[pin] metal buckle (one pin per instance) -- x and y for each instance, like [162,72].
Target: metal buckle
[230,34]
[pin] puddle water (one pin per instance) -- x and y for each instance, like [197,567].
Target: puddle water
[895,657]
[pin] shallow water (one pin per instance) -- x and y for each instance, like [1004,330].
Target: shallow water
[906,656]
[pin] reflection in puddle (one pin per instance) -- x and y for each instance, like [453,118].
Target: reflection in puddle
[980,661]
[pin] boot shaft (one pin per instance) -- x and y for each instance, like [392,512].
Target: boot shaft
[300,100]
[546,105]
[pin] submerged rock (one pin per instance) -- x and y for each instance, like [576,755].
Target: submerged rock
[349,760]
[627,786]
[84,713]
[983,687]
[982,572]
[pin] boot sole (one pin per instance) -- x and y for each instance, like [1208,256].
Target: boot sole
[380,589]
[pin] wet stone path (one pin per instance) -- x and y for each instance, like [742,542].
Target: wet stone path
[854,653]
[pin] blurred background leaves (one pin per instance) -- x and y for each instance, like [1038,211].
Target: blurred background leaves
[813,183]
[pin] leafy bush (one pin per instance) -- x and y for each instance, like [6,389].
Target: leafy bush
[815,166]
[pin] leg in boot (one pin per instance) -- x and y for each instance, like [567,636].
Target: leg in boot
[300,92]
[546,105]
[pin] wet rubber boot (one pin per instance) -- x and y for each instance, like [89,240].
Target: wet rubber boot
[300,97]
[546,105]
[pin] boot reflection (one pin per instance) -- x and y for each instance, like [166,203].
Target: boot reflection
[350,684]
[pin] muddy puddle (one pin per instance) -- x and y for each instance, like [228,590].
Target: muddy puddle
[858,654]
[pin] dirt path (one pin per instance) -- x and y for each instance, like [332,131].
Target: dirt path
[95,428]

==

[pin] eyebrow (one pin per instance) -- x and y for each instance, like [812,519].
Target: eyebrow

*THE PROBLEM*
Show each line in the records above that contains the string "buckle".

*FINISHED TASK*
[pin] metal buckle (one pin per instance) -- x and y for each instance, like [162,72].
Target: metal buckle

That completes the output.